Reply with nothing but how many lines in the entries below include "building".

Free-text object descriptions

-*-*-

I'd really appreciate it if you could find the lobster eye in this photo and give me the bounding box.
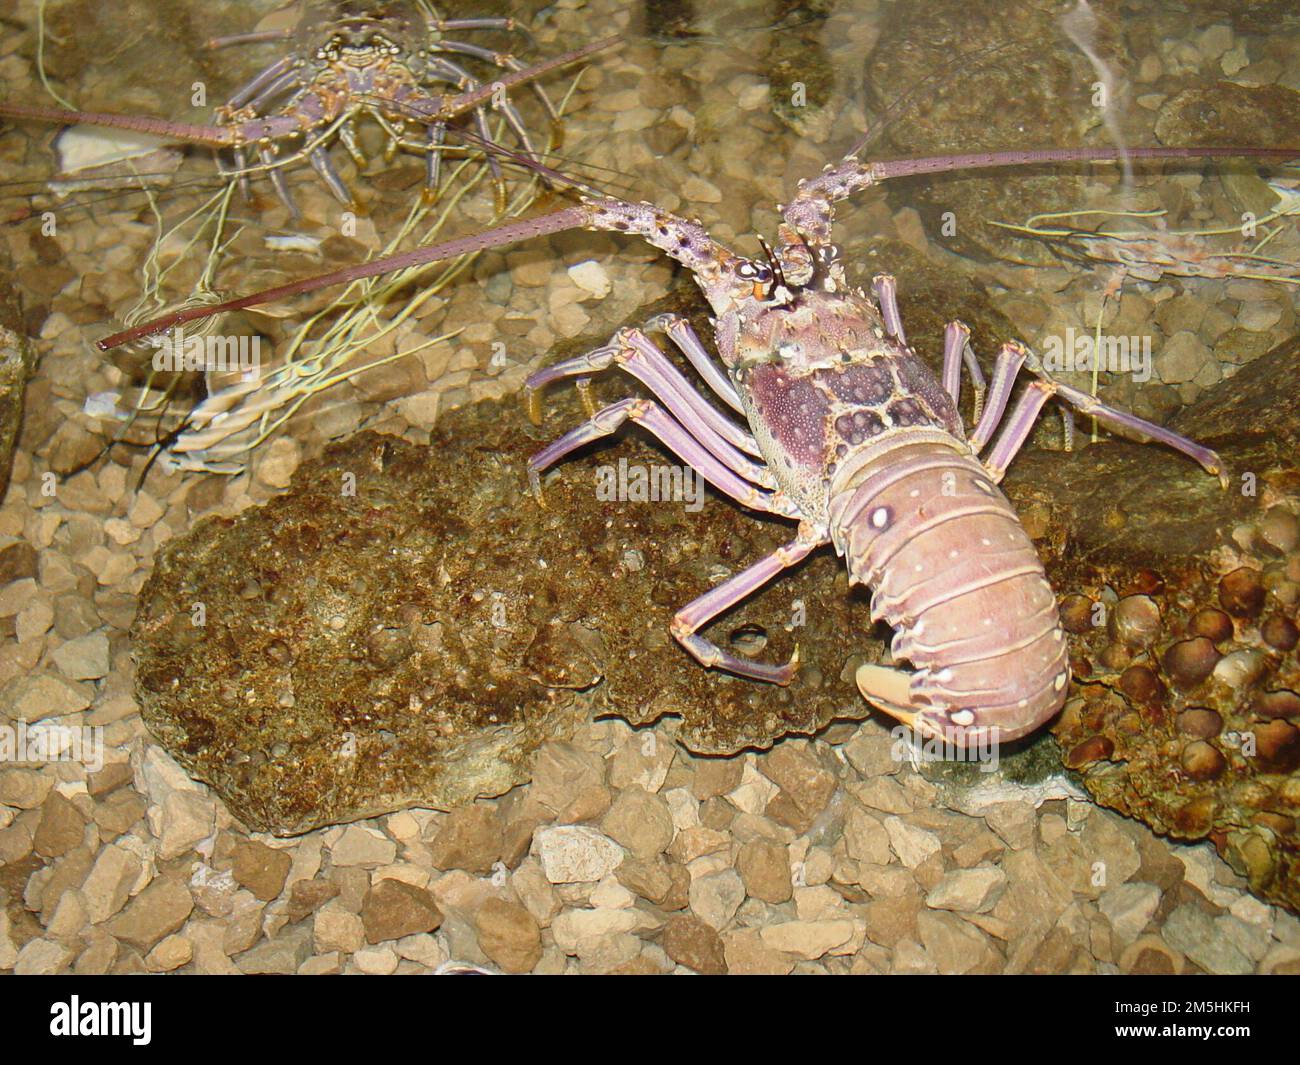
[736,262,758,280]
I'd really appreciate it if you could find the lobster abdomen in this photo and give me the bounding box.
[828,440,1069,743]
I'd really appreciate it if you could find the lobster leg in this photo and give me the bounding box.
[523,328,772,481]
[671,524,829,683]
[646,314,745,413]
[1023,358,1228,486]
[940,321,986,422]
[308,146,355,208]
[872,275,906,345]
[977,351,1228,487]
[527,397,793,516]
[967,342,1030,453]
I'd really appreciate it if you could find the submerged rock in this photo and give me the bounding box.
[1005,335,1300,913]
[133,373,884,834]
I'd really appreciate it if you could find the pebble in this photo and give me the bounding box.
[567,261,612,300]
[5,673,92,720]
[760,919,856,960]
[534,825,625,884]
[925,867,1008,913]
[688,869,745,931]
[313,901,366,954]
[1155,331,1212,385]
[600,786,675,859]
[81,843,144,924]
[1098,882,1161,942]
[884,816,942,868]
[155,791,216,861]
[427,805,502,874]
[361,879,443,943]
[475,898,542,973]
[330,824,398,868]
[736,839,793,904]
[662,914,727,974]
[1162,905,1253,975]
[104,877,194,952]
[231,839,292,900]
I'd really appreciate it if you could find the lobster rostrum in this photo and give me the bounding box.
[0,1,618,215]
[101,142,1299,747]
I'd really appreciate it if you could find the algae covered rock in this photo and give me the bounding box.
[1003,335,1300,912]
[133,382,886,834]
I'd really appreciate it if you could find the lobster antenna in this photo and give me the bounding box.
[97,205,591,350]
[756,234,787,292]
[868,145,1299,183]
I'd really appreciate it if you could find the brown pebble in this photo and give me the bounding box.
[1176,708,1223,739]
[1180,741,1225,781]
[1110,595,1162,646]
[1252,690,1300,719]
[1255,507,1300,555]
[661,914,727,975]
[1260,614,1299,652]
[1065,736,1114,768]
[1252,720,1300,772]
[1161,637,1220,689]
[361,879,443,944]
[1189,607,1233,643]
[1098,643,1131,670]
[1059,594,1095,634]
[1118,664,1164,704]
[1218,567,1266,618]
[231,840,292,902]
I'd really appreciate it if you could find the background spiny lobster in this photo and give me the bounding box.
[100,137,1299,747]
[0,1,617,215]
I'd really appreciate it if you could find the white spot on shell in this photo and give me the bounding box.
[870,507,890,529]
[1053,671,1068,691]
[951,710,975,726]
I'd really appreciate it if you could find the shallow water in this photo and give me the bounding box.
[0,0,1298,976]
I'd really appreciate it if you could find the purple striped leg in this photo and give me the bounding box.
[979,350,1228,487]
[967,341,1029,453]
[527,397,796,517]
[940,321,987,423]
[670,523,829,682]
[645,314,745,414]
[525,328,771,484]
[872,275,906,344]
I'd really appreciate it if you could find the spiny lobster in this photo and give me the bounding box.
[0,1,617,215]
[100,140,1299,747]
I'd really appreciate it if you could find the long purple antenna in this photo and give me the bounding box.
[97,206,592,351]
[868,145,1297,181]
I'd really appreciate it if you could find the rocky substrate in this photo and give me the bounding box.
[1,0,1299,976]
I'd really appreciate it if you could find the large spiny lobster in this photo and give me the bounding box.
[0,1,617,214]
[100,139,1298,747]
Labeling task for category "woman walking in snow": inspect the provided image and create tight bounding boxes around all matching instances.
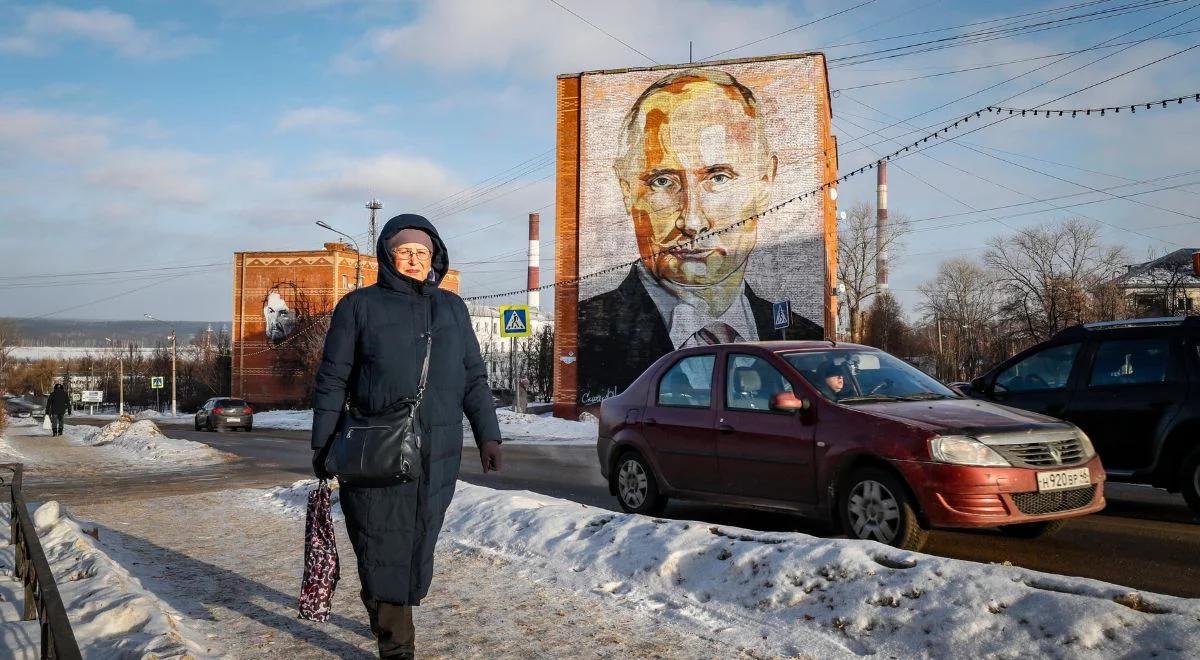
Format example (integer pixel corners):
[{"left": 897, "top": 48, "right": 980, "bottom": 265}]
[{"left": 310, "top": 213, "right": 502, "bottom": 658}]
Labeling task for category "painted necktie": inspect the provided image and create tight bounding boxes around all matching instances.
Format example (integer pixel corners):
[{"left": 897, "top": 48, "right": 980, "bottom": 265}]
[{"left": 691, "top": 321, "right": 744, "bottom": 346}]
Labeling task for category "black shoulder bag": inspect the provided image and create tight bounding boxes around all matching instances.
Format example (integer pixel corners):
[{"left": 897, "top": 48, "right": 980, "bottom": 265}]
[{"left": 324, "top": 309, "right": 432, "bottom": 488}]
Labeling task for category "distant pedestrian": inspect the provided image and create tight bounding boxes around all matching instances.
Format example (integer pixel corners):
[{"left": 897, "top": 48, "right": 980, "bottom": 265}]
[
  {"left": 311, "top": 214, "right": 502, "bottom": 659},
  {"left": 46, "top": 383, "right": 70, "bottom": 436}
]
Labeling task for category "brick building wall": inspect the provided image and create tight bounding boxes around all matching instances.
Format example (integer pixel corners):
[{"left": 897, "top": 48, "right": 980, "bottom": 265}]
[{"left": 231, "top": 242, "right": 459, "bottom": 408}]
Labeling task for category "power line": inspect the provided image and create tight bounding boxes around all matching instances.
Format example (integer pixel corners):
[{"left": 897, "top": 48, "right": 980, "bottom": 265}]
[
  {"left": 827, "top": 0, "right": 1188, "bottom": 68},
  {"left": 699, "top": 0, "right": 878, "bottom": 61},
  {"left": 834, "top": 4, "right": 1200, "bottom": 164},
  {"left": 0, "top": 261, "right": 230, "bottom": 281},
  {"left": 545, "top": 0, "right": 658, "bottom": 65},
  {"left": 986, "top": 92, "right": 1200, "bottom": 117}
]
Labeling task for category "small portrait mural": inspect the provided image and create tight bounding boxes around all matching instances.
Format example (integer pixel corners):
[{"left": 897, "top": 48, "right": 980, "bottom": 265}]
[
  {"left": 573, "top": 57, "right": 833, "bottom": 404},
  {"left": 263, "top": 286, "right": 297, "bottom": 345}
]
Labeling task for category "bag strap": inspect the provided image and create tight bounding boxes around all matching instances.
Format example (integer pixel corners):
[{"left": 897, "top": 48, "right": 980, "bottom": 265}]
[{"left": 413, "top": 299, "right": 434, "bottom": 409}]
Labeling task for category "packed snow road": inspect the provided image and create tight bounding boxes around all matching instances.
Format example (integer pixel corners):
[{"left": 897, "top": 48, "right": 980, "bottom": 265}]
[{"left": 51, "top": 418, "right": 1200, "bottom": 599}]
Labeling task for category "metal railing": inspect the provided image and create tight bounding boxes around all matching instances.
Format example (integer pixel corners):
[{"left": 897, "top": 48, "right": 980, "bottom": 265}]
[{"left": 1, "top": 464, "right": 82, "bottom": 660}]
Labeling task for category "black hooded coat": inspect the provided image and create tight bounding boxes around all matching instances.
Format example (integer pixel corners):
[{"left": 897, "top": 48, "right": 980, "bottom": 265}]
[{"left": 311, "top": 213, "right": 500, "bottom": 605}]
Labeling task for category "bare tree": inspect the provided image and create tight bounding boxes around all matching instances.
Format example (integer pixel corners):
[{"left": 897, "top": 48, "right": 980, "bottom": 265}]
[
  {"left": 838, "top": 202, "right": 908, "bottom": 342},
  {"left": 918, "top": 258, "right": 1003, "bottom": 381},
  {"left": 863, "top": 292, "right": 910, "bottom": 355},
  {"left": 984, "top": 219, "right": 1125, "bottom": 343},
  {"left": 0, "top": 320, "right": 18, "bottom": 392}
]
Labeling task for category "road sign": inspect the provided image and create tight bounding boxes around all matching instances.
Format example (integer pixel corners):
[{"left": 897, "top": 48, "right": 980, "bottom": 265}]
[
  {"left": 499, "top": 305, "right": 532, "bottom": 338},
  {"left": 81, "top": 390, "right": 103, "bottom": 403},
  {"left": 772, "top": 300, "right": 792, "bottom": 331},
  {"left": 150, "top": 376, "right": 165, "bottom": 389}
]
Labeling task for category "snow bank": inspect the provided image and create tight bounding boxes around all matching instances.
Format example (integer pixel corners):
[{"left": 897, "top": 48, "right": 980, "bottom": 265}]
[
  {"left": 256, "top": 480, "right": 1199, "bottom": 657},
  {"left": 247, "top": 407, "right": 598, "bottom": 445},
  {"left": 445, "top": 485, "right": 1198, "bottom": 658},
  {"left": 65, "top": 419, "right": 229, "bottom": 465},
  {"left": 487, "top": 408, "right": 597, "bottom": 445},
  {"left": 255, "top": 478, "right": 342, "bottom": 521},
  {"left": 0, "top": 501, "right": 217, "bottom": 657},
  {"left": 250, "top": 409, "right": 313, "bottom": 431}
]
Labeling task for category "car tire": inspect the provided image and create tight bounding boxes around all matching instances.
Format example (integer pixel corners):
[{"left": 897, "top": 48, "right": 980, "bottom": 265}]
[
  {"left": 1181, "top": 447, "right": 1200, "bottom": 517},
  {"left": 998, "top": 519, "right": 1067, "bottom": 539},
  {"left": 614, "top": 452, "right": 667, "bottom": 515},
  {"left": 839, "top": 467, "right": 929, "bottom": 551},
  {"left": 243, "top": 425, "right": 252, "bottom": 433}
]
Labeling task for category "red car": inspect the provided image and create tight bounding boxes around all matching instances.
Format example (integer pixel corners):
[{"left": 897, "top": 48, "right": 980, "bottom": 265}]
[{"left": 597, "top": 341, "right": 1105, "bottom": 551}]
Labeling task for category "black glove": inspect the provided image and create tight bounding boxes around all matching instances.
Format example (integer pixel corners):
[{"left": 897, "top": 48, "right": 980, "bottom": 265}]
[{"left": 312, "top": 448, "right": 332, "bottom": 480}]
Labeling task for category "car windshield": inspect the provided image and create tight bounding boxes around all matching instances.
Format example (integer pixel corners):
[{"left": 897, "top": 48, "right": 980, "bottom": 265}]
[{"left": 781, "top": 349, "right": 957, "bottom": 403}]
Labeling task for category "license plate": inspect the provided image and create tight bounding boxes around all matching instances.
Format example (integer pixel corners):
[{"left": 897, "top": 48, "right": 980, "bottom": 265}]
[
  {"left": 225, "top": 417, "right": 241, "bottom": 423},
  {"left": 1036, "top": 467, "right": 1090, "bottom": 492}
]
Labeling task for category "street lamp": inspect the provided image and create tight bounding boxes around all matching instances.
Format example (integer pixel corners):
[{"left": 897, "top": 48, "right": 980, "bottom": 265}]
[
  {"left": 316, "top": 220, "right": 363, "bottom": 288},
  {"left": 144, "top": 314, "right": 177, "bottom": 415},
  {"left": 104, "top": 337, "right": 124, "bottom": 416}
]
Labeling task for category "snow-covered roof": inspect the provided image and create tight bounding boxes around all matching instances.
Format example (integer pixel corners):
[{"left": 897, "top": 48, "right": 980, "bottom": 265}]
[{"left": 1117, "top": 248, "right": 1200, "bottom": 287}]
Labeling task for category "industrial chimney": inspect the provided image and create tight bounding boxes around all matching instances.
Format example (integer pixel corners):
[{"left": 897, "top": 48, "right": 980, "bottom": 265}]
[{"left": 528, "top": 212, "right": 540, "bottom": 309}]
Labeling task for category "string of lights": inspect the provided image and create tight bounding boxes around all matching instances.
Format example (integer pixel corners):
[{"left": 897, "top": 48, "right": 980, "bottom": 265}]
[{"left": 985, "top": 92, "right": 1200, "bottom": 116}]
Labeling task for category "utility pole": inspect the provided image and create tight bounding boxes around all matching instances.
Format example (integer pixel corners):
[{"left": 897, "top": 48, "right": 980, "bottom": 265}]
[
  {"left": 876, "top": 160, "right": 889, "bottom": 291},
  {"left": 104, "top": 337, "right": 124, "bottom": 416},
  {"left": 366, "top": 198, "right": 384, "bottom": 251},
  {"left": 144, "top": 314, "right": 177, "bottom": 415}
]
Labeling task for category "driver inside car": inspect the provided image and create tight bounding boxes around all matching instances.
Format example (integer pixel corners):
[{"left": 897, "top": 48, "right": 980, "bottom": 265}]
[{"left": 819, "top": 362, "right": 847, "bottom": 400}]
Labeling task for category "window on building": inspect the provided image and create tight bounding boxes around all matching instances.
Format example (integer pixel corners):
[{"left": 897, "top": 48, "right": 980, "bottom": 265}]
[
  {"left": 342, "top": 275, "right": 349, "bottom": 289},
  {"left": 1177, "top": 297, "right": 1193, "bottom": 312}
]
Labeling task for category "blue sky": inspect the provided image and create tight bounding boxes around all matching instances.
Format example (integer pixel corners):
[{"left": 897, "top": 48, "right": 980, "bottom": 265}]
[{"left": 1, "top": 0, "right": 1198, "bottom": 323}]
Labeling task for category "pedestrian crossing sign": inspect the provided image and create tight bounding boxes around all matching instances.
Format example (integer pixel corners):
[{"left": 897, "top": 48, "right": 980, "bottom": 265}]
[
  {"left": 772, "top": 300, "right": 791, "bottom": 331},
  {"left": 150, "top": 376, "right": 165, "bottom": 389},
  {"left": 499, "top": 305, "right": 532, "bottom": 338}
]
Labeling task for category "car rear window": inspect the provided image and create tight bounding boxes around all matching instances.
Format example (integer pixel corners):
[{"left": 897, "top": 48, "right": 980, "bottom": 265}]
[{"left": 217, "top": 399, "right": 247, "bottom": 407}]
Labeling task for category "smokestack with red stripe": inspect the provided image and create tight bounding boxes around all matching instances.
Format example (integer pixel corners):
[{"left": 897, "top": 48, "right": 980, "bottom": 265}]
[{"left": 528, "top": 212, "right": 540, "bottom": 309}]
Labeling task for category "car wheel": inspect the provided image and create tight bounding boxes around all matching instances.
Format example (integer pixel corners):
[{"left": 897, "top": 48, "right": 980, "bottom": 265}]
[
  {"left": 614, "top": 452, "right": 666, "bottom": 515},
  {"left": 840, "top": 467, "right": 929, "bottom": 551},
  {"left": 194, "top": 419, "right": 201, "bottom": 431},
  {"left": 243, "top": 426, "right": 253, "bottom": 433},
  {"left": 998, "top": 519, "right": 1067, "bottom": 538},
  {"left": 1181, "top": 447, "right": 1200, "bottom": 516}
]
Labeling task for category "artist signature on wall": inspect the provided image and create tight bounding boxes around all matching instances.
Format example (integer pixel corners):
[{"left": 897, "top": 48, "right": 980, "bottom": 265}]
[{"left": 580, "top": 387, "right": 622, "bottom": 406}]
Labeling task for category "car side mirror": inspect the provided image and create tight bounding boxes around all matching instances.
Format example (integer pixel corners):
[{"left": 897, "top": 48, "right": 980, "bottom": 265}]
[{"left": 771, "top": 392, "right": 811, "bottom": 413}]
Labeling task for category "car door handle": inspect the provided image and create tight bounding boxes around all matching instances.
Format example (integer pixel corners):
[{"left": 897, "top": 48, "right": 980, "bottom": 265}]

-*-*-

Task solution
2